→ What is required:
Your task is to extract every line from the material below exactly.

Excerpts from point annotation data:
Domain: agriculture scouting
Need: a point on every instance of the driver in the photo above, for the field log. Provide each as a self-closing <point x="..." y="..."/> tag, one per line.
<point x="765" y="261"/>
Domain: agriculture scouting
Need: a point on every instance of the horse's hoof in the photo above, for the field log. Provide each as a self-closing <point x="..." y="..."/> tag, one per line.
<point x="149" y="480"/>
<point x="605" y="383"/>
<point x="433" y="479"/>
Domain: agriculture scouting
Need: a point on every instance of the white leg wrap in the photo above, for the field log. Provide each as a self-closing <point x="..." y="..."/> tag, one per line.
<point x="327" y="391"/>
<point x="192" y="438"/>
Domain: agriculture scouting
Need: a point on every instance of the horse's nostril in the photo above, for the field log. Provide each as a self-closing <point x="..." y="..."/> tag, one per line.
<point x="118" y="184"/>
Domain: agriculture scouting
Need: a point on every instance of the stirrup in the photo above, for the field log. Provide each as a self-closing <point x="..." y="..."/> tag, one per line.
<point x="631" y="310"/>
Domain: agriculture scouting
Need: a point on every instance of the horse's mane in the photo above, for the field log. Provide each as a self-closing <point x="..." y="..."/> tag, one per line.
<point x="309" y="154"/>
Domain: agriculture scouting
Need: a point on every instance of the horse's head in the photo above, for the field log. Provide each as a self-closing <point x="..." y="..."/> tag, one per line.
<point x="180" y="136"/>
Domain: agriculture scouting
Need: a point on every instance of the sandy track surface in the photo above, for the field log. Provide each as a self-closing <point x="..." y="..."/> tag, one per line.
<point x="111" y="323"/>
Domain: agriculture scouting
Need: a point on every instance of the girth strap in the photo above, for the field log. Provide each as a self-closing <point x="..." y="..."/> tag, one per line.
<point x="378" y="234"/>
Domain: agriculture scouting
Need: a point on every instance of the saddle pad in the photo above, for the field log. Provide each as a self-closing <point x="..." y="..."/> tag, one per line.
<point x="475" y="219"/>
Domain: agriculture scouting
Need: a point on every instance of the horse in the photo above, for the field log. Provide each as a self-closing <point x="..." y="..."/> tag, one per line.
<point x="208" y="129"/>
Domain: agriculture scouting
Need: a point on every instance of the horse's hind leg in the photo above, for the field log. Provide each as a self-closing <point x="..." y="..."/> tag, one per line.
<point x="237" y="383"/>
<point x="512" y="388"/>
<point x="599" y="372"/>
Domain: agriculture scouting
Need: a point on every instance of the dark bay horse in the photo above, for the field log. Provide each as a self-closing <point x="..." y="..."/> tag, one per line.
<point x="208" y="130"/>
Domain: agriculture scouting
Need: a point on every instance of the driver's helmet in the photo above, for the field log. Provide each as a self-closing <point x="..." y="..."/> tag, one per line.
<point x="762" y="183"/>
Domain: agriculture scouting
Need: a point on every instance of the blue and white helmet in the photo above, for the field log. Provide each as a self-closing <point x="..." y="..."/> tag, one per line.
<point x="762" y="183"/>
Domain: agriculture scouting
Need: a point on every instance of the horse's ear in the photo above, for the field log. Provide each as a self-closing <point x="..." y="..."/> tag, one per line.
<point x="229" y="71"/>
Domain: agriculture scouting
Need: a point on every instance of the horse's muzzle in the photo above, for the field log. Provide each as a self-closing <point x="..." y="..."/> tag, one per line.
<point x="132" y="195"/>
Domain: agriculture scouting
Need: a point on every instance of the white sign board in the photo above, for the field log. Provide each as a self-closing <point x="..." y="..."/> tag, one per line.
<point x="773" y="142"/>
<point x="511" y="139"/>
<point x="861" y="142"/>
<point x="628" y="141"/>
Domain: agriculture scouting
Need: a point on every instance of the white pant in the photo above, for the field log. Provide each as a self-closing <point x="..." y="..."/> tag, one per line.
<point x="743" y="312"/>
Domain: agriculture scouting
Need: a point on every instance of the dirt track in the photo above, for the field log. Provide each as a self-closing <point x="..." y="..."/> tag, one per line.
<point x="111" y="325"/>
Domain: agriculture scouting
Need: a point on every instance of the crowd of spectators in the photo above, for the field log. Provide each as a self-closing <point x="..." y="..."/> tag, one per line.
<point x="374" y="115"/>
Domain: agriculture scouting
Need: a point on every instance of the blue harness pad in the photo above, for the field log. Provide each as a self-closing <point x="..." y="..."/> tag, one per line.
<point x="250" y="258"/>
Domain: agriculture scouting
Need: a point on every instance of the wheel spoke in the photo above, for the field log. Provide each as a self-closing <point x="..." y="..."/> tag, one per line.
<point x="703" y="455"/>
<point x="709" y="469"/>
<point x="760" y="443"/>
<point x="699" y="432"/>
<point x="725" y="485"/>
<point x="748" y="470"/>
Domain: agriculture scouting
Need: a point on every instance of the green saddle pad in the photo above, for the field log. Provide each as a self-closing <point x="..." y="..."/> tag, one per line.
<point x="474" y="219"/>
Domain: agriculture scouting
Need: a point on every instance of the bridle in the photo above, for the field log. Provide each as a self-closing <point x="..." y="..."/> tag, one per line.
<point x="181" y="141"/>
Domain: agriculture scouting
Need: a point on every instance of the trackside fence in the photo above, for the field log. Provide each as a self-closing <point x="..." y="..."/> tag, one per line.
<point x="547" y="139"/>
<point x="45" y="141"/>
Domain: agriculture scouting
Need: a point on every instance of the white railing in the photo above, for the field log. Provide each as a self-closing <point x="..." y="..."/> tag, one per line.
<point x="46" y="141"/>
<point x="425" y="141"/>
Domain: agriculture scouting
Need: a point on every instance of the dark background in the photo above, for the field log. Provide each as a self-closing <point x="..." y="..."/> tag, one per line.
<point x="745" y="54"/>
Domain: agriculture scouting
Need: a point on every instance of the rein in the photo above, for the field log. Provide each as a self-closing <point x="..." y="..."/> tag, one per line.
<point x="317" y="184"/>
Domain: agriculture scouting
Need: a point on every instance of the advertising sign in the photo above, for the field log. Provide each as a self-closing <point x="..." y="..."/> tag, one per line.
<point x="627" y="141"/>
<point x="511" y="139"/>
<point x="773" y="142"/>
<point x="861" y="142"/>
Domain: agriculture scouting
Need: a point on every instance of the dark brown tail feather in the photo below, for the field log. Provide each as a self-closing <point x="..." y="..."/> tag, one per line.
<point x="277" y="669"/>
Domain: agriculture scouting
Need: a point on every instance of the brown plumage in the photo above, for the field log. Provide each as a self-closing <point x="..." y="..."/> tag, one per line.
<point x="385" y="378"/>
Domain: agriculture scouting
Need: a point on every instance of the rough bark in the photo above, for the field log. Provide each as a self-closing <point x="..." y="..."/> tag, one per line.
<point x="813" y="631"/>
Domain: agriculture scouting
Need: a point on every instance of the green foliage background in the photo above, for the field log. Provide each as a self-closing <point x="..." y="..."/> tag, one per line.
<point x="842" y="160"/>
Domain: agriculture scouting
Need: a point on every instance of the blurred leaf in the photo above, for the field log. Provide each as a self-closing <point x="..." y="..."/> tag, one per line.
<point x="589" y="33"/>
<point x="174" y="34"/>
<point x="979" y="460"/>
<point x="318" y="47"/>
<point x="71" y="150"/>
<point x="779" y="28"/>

→ Output of the task:
Domain: agriculture scouting
Need: a point on every instance of the driver in the photo above, for the field log. Provide each as a self-closing <point x="..." y="..."/> tag, one per line.
<point x="765" y="261"/>
Domain: agriculture scouting
Need: a point on every instance of the horse's hoof in the photo above, for the field log. Provide each as a self-closing <point x="..." y="..."/> tag, one per line.
<point x="149" y="480"/>
<point x="605" y="383"/>
<point x="433" y="479"/>
Domain: agriculture scouting
Need: a point on every instance of the white leg wrap in the photo above, for the field log. Provide each as a self-closing <point x="..." y="..."/> tag, one per line.
<point x="327" y="391"/>
<point x="192" y="438"/>
Domain: agriculture scouting
Need: a point on every instance of the horse's nostril in the photo above, for the field log. Provide each as a self-closing <point x="..." y="..."/> tag, one per line.
<point x="118" y="184"/>
Domain: agriculture scouting
Need: a point on every instance of the stirrup in the photo above, for the field log. Provide each as a self-closing <point x="..." y="..."/> tag, one per line.
<point x="631" y="310"/>
Domain: agriculture scouting
Need: a point on every instance of the horse's mane in the photo above, for the field log. Provide each as a self-closing <point x="..." y="..."/> tag, one per line.
<point x="309" y="154"/>
Domain: agriculture scouting
Need: a point on every instance of the horse's head in the photo above, for the field log. Provide each as a self-closing <point x="..." y="..."/> tag, one per line.
<point x="180" y="136"/>
Domain: agriculture scouting
Need: a point on every instance of the sandy track surface in the photo above, for the field log. Provide each as a self-closing <point x="..." y="..."/> tag, one per line.
<point x="111" y="323"/>
Domain: agriculture scouting
Need: a point on every instance of the girth strap in the photo above, for the field log. Provide each as a self-closing <point x="..." y="..."/> tag, one per line.
<point x="378" y="234"/>
Domain: agriculture scouting
Need: a point on every instance of the saddle pad in the photo above, for the field log. Provide each as a self-closing <point x="..." y="..."/> tag, one per line.
<point x="475" y="219"/>
Domain: agriculture scouting
Need: a point on every instance of the horse in the photo above, for the field log. Provide each as a self-closing <point x="..." y="..."/> tag, one per line.
<point x="208" y="129"/>
Domain: agriculture scouting
Need: a point on every instance of the horse's hind leg in the photo above, for the field log. Provide each as a self-closing <point x="..." y="..."/> tag, one per line.
<point x="237" y="383"/>
<point x="512" y="388"/>
<point x="599" y="372"/>
Domain: agriculture scouting
Need: a point on every instance of the dark bay horse in the photo above, for the field log. Provide each as a self-closing <point x="..." y="..."/> tag, one per line.
<point x="208" y="130"/>
Domain: agriculture scouting
Need: a point on every instance of the driver's helmet in the photo above, for the field log. Provide each as a self-closing <point x="..." y="..."/> tag, one per line.
<point x="762" y="183"/>
Domain: agriculture scouting
Need: a point on every instance of the blue and white helmet in the photo above, for the field log. Provide each as a self-closing <point x="..." y="..."/> tag, one per line.
<point x="762" y="183"/>
Domain: agriculture scouting
Need: a point on every instance of the horse's ear in the photo above, for the field log. Provide each as a self-closing <point x="..." y="..."/> tag, one per line.
<point x="229" y="71"/>
Domain: agriculture scouting
Need: a point on every instance of the horse's muzzle in the photo above, for the field log. Provide each as a self-closing <point x="..." y="..."/> tag, one per line.
<point x="132" y="195"/>
Domain: agriculture scouting
Need: a point on every instance of the white sign board in the photo above, for the field log. Provide each as a self-closing <point x="..." y="..."/> tag, one per line.
<point x="773" y="142"/>
<point x="511" y="139"/>
<point x="861" y="142"/>
<point x="628" y="141"/>
Domain: agriculture scouting
Need: a point on every instance of the white pant in the photo above, for the field log. Provide each as a self-closing <point x="..." y="..."/> tag, one per line.
<point x="743" y="312"/>
Domain: agriculture scouting
Need: a point on every instance of the dirt track in the photo above, for the field log. Provide each as a self-closing <point x="..." y="..."/> tag, one per line.
<point x="111" y="325"/>
Domain: agriculture scouting
Need: a point on every instance of the crowd of spectators in the photo above, for the field log. Provide each as a self-closing <point x="..." y="..."/> tag, one per line.
<point x="374" y="115"/>
Domain: agriculture scouting
Need: a point on every instance of the blue harness pad in the photo above, for the field log. Provide each as a self-closing <point x="..." y="..."/> tag, one per line.
<point x="250" y="258"/>
Domain: agriculture scouting
Need: a point on every instance of the wheel spoke in the photo above, for the field log. Provide each as a self-closing <point x="..." y="..."/> tag, one per line.
<point x="703" y="455"/>
<point x="709" y="469"/>
<point x="760" y="443"/>
<point x="699" y="432"/>
<point x="725" y="485"/>
<point x="748" y="470"/>
Domain: agriculture scouting
Need: a point on every instance of the green saddle pad in the photo above, for the field log. Provide each as a self-closing <point x="..." y="..."/> tag, one per line.
<point x="474" y="219"/>
Domain: agriculture scouting
Need: a point on every instance of the bridle in the photo above, for the field log. Provide each as a self-closing <point x="..." y="..."/> tag, one per line.
<point x="181" y="141"/>
Domain: agriculture scouting
Need: a point on every instance of the trackside fence in the photo above, for the field log. Provide each as a self-closing <point x="..." y="..."/> tag, one per line.
<point x="547" y="139"/>
<point x="45" y="141"/>
Domain: agriculture scouting
Need: a point on every instance of the white railing in the photo above, for the field log. Provide each as a self-closing <point x="..." y="..."/> tag, one per line.
<point x="46" y="141"/>
<point x="425" y="141"/>
Domain: agriculture scouting
Need: a point on every instance of the dark background in the photo above, for the field log. Provide each as a self-closing <point x="..." y="..."/> tag, one per line.
<point x="745" y="54"/>
Domain: agriculture scouting
Need: a point on every instance of the rein in the photo above, for the field log. Provide each as a self-closing <point x="..." y="..."/> tag, one per line.
<point x="317" y="184"/>
Domain: agriculture scouting
Need: a point on every instance of the advertising sign in the photo above, for the field log. Provide each as a self-closing <point x="..." y="..."/> tag, one per line.
<point x="627" y="141"/>
<point x="511" y="139"/>
<point x="773" y="142"/>
<point x="861" y="142"/>
Domain: agriculture scouting
Need: a point on every instance of the dark brown tail feather in the photo below, for the field log. Provide each as a self-closing <point x="..." y="..."/> tag, one per line.
<point x="277" y="669"/>
Domain: agriculture scouting
Need: a point on every instance of the brown plumage in the photo above, for the field log. Provide each as a self-closing <point x="..." y="..."/> tag, one per line.
<point x="385" y="378"/>
Domain: agriculture scouting
Need: a point on every instance of the rough bark in the photo above, for the field log. Provide each as a self-closing <point x="..." y="..."/> tag, one per line.
<point x="813" y="631"/>
Domain: agriculture scouting
Need: a point on every instance of the green foliage background in the photo above, for the field log. Provide each as a self-closing <point x="..." y="..."/> tag, one per line.
<point x="842" y="160"/>
Domain: agriculture scouting
Need: a point on every instance of the blurred leaf in the photo above, for the field log. Provide each as a self-closing <point x="..." y="..."/> tag, one per line.
<point x="589" y="33"/>
<point x="174" y="34"/>
<point x="979" y="460"/>
<point x="318" y="47"/>
<point x="71" y="150"/>
<point x="779" y="28"/>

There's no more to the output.